┌────────

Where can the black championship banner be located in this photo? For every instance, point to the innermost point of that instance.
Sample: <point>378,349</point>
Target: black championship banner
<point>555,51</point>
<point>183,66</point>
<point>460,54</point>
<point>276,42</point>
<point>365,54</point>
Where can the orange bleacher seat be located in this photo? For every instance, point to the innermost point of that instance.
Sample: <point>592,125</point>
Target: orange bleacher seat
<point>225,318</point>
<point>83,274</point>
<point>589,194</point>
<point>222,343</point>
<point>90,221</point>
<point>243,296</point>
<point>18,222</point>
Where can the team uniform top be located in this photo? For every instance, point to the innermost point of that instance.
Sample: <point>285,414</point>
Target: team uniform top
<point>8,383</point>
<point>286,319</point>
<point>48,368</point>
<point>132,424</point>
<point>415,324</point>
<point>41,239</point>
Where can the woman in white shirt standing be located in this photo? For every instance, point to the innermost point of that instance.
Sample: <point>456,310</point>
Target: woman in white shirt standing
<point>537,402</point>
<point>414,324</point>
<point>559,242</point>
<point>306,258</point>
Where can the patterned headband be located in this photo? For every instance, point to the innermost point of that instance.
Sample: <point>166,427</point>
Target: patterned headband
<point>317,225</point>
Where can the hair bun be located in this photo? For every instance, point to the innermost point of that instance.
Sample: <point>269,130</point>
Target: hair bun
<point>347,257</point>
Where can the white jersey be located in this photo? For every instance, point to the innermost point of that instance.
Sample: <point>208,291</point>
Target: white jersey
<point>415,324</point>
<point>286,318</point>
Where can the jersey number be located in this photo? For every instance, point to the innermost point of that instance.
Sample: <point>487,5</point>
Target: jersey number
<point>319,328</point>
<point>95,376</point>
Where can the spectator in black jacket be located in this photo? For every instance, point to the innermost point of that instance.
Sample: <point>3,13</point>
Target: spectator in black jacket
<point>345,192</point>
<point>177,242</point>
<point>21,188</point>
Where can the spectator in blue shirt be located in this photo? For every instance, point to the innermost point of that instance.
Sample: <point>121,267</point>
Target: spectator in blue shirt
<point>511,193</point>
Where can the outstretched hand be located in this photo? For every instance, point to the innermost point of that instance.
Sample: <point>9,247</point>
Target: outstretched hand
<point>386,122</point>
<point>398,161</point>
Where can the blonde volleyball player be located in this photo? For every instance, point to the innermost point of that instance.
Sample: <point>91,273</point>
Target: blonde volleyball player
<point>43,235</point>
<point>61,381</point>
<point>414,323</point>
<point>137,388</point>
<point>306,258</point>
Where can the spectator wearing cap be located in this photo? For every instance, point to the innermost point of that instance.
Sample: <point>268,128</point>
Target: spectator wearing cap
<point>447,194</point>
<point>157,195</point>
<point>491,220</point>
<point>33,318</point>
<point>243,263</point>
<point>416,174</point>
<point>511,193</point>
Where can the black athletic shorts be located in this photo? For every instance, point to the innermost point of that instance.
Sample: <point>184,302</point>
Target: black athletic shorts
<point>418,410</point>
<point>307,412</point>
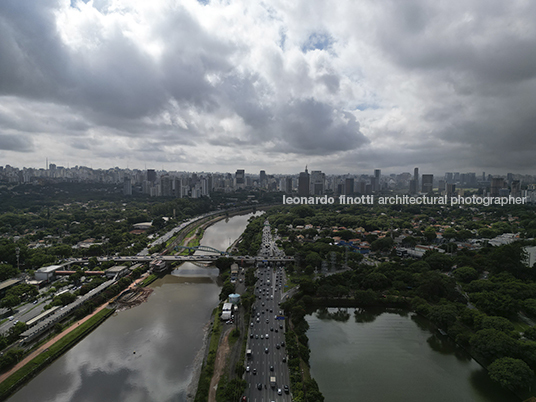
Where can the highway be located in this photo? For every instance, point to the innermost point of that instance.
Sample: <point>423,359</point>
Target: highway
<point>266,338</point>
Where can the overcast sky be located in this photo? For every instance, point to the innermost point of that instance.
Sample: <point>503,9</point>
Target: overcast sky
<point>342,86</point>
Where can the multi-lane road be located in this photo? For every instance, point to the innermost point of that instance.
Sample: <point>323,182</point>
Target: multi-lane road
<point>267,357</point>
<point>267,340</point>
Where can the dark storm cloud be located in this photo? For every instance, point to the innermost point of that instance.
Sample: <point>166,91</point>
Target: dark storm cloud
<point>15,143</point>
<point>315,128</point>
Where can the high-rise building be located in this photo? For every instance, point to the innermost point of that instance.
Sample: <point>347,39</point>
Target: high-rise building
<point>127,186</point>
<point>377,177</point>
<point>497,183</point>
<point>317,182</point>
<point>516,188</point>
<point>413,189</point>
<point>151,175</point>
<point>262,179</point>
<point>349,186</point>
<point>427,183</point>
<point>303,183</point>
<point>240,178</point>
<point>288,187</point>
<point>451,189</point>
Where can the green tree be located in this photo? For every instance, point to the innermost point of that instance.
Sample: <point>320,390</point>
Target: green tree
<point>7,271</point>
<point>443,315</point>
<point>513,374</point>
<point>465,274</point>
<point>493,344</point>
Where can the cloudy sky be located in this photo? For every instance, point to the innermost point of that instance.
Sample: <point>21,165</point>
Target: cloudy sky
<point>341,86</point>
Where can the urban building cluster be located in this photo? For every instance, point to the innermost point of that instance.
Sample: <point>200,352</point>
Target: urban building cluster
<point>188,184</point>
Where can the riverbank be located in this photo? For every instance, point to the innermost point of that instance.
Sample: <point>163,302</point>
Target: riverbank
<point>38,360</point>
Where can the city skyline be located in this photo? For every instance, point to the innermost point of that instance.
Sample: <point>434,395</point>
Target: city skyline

└────────

### Task brief
Before copying the material, set its pictures aside; then transcribe it word for word.

### Result of this task
Where can the black championship banner be located in this photo? For every instance, point to the innermost point of that instance.
Sample: <point>378,349</point>
Target: black championship banner
<point>555,51</point>
<point>183,66</point>
<point>460,54</point>
<point>276,42</point>
<point>365,54</point>
Where can the orange bleacher seat be located in this photo? For every instance, point to the innermost point of that instance.
Sample: <point>592,125</point>
Target: orange bleacher seat
<point>225,318</point>
<point>83,274</point>
<point>589,194</point>
<point>222,343</point>
<point>90,221</point>
<point>243,296</point>
<point>18,222</point>
Where can the team uniform top be located in this photo? For every instance, point to the innermost point of that instance.
Sample: <point>285,414</point>
Target: team uniform top
<point>8,383</point>
<point>286,319</point>
<point>48,368</point>
<point>132,424</point>
<point>415,324</point>
<point>41,239</point>
Where can the woman in white shirt standing be located in this photo? For every instance, point to the innermost point of that instance.
Sample: <point>456,310</point>
Target: woman in white shirt standing
<point>537,402</point>
<point>414,324</point>
<point>559,242</point>
<point>306,258</point>
Where can the patterned headband be located in this photo? For every instance, point to the innermost point of that instance.
Sample: <point>166,427</point>
Target: patterned headband
<point>317,225</point>
Where can the hair bun be located in this photo? For every instance, point to the innermost point of that instance.
Sample: <point>269,130</point>
Target: hair bun
<point>347,257</point>
Where can the white jersey be located in this photo? For every instance, point to the innermost point of that instance.
Sample: <point>208,291</point>
Target: white jersey
<point>415,324</point>
<point>286,318</point>
Where can the jersey number be located in this photo? For every instance, point to the innermost point of that instance.
Sample: <point>487,5</point>
Target: jersey number
<point>319,328</point>
<point>95,376</point>
Where can the spectator in black jacket be located in this photo? For every instance, point to the innermost point of that instance.
Sample: <point>3,13</point>
Target: spectator in black jacket
<point>345,192</point>
<point>177,242</point>
<point>21,188</point>
Where can the spectator in blue shirt be located in this photo? For every instance, point to the innermost point of that instance.
Sample: <point>121,267</point>
Target: spectator in blue shirt
<point>511,193</point>
Where can the outstretched hand be located in this photo? For every instance, point to the innermost point of that instance.
Sample: <point>9,247</point>
Target: outstretched hand
<point>386,122</point>
<point>398,161</point>
Where can the blonde volleyball player be located in this photo? For every instance, point to the innermost point of that instance.
Sample: <point>91,273</point>
Target: blonde volleyball player
<point>43,235</point>
<point>61,381</point>
<point>414,323</point>
<point>137,388</point>
<point>306,258</point>
Where can the spectator wearing cap be located in this photo? For every instance, point to the innermost point of that instance.
Sample: <point>268,128</point>
Target: spectator wearing cap
<point>447,194</point>
<point>157,195</point>
<point>491,220</point>
<point>33,318</point>
<point>243,263</point>
<point>416,174</point>
<point>511,193</point>
Where can the black athletic shorts be located in this photo? For every instance, point to the innermost point of that instance.
Sample: <point>184,302</point>
Target: black athletic shorts
<point>418,410</point>
<point>307,412</point>
Where can the highway be located in this photo? For every instance, point to the innermost point of that instance.
Sample: <point>423,359</point>
Target: highway
<point>266,338</point>
Where can the overcast sky be located in this photo? For every instance, point to the innermost point of that instance.
Sample: <point>503,9</point>
Target: overcast sky
<point>342,86</point>
Where can the multi-lane road be located in this photo? For every instance, point to the innermost point of that instance.
Sample: <point>323,182</point>
Target: multi-lane road
<point>267,357</point>
<point>267,340</point>
Where can the dark storm cloud be located in this photo? For every instance, point to the innermost point of that instance.
Sample: <point>166,91</point>
Target: dark storm cloud
<point>15,143</point>
<point>315,128</point>
Where can the high-rise building be located in this photo? For every instance, point to the innermost point of that instance.
Sample: <point>347,39</point>
Target: high-rise building
<point>127,186</point>
<point>377,177</point>
<point>497,183</point>
<point>317,182</point>
<point>516,188</point>
<point>413,189</point>
<point>151,175</point>
<point>262,179</point>
<point>349,186</point>
<point>427,183</point>
<point>303,183</point>
<point>240,178</point>
<point>288,187</point>
<point>451,189</point>
Where can the green tree be located in this photo? For every instance, point to the innermost point of that instance.
Sample: <point>320,390</point>
Target: green tree
<point>7,271</point>
<point>443,315</point>
<point>513,374</point>
<point>465,274</point>
<point>493,344</point>
Where can the cloudy sky be located in this photo? For every instance, point to the innermost point of that instance.
Sample: <point>21,165</point>
Target: cloudy sky
<point>341,86</point>
Where can the urban building cluster be located in this photo? For every instance, point to the innermost point of that instance.
Sample: <point>200,352</point>
Target: urban building cluster
<point>188,184</point>
Where can the riverbank be located in this photo? For every instance, point to the innermost point of that instance.
Sample: <point>163,302</point>
Target: riverbank
<point>38,360</point>
Where can the city skyline be located in this photo? For every instance, point to the innermost point of that instance.
Sample: <point>434,395</point>
Target: city skyline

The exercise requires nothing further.